State the number of lines in the records that contain "Find", with no other words.
┏━━
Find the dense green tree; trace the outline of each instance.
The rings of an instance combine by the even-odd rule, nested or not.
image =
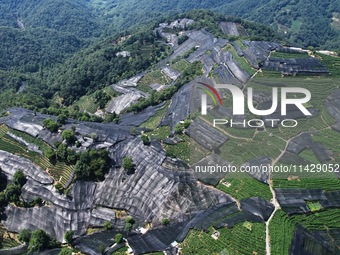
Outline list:
[[[104,224],[103,224],[103,227],[106,229],[106,230],[109,230],[109,229],[112,229],[112,224],[110,221],[105,221]]]
[[[104,254],[105,253],[105,246],[104,246],[104,244],[101,243],[98,246],[98,251],[99,251],[100,254]]]
[[[150,145],[150,138],[149,138],[149,136],[143,134],[141,136],[141,139],[142,139],[144,145]]]
[[[125,223],[125,227],[124,227],[125,231],[131,231],[132,230],[132,224],[131,223]]]
[[[73,250],[69,248],[62,248],[58,255],[72,255]]]
[[[7,198],[4,192],[0,192],[0,208],[7,205]]]
[[[182,134],[183,131],[184,131],[183,125],[180,124],[180,123],[177,124],[177,125],[175,126],[175,128],[174,128],[174,131],[175,131],[176,134]]]
[[[25,185],[27,179],[22,171],[16,171],[15,174],[13,175],[13,182],[15,185],[21,188],[22,186]]]
[[[74,143],[75,137],[74,137],[74,132],[72,130],[64,130],[63,133],[61,134],[61,137],[63,140],[66,140],[68,144]]]
[[[182,44],[182,43],[184,43],[188,39],[189,39],[189,36],[182,35],[182,36],[178,37],[178,44]]]
[[[45,153],[44,153],[45,157],[47,157],[50,161],[55,160],[56,158],[56,153],[55,150],[53,150],[52,148],[48,148]]]
[[[50,130],[51,132],[57,132],[58,131],[58,128],[59,128],[59,125],[57,122],[55,122],[54,120],[52,119],[45,119],[43,121],[43,124],[44,126]]]
[[[21,195],[20,187],[15,184],[9,184],[5,191],[6,199],[9,202],[18,203]]]
[[[190,119],[187,119],[187,120],[185,120],[185,121],[183,122],[183,127],[184,127],[184,128],[188,128],[188,127],[190,126],[190,124],[191,124]]]
[[[78,156],[79,155],[74,150],[72,149],[67,150],[67,162],[75,164],[77,162]]]
[[[0,192],[5,190],[6,187],[7,187],[7,176],[3,172],[0,172]]]
[[[72,230],[66,231],[64,239],[68,244],[72,244],[74,232]]]
[[[57,182],[54,187],[60,194],[64,192],[64,186],[60,182]]]
[[[122,166],[128,172],[133,171],[133,169],[134,169],[133,159],[131,157],[124,157]]]
[[[32,231],[29,229],[23,229],[19,232],[18,239],[21,242],[28,243],[31,239],[32,236]]]
[[[128,215],[125,219],[125,222],[133,224],[133,223],[135,223],[135,220],[132,216]]]
[[[64,143],[59,144],[56,150],[57,160],[67,161],[68,148]]]
[[[7,206],[8,201],[4,192],[0,192],[0,218],[2,213],[5,211],[5,207]]]
[[[162,224],[163,224],[164,226],[167,226],[167,225],[170,224],[170,220],[169,220],[168,218],[164,218],[164,219],[162,219]]]
[[[67,115],[65,113],[61,113],[58,115],[58,123],[60,123],[61,125],[64,125],[67,121]]]
[[[118,233],[115,235],[115,242],[116,244],[120,244],[123,241],[123,235]]]
[[[111,159],[106,150],[88,150],[81,153],[75,166],[78,179],[96,179],[102,181],[110,169]]]
[[[37,229],[32,233],[28,249],[30,252],[40,252],[48,248],[57,247],[57,242],[43,230]]]
[[[37,206],[42,206],[43,202],[44,202],[44,201],[42,200],[41,197],[37,197],[37,198],[35,198],[35,199],[33,200],[33,204],[34,204],[34,205],[37,205]]]

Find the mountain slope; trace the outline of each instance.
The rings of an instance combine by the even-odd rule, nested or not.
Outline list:
[[[4,0],[0,7],[0,26],[44,27],[81,38],[100,34],[99,17],[86,1]]]
[[[16,170],[28,177],[13,196],[13,184],[0,192],[2,223],[13,232],[40,228],[60,242],[72,230],[72,245],[85,254],[112,254],[125,245],[113,245],[119,232],[135,254],[176,250],[176,241],[185,254],[285,255],[297,246],[308,250],[300,237],[313,241],[315,230],[322,247],[312,254],[337,254],[338,177],[269,174],[267,166],[339,162],[339,58],[282,46],[271,29],[243,20],[208,11],[181,16],[107,38],[38,73],[35,94],[56,92],[46,96],[49,105],[11,108],[0,118],[5,180],[15,183]],[[312,116],[288,107],[287,116],[268,116],[281,126],[266,121],[262,128],[259,116],[247,127],[215,127],[215,118],[242,122],[223,90],[222,103],[208,98],[208,114],[200,114],[205,92],[197,81],[210,78],[254,88],[257,109],[272,104],[272,87],[306,88]],[[109,123],[89,122],[102,122],[98,116]],[[255,116],[247,111],[244,125]],[[284,128],[285,118],[299,123]],[[222,164],[255,171],[196,170]],[[298,223],[306,233],[297,236]]]
[[[253,3],[254,2],[254,3]],[[339,1],[241,1],[229,5],[231,14],[271,25],[303,47],[338,48],[339,30],[331,26]],[[317,22],[316,22],[317,21]]]
[[[97,1],[92,1],[92,3]],[[112,29],[126,29],[156,17],[188,11],[211,9],[216,12],[246,18],[270,25],[293,43],[307,47],[338,49],[339,30],[331,26],[333,15],[339,13],[339,1],[105,1],[96,8],[112,22]],[[317,22],[315,22],[317,20]]]

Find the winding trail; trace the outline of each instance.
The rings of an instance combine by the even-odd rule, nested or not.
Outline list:
[[[270,247],[269,224],[270,224],[271,220],[274,218],[276,211],[280,209],[280,204],[276,199],[276,193],[275,193],[275,190],[273,188],[273,181],[271,179],[271,173],[270,172],[269,172],[268,183],[269,183],[270,191],[273,195],[271,202],[275,207],[273,213],[270,215],[269,219],[266,221],[266,254],[270,255],[271,254],[271,250],[270,250],[271,247]]]
[[[300,132],[299,134],[289,138],[288,140],[282,139],[282,140],[284,140],[286,142],[286,146],[281,151],[280,155],[277,156],[277,158],[272,161],[271,166],[274,167],[277,164],[277,162],[280,160],[280,158],[283,156],[283,154],[287,151],[287,147],[288,147],[288,145],[289,145],[291,140],[293,140],[296,137],[298,137],[298,136],[300,136],[302,134],[305,134],[305,133],[318,132],[318,131],[326,130],[326,129],[329,129],[329,128],[331,128],[331,126],[328,126],[328,127],[325,127],[325,128],[319,129],[319,130],[315,130],[315,131]],[[277,136],[277,137],[279,137],[279,136]],[[271,255],[269,224],[270,224],[271,220],[273,219],[273,217],[275,216],[276,211],[280,209],[280,204],[277,201],[276,193],[275,193],[275,190],[273,188],[273,179],[272,179],[272,172],[271,171],[269,171],[269,175],[268,175],[268,184],[269,184],[269,188],[270,188],[270,191],[272,193],[272,196],[273,196],[272,199],[271,199],[271,203],[275,207],[273,213],[270,215],[269,219],[266,221],[266,254],[267,255]]]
┗━━
*Solution to the problem*
3